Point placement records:
###

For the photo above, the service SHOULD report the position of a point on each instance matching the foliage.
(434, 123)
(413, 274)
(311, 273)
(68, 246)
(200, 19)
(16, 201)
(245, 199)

###

● Task details: Put the lines above into a Markdown table with two columns, Row and Line, numbering each row and leaving out any blank lines.

● Task result:
| Row | Line |
|---|---|
| 1 | For the photo above, the service SHOULD report the position of a point on each instance matching the foliage. |
| 2 | (434, 123) |
| 3 | (413, 274) |
| 4 | (311, 273) |
| 5 | (68, 246) |
| 6 | (200, 19) |
| 7 | (16, 201) |
| 8 | (245, 199) |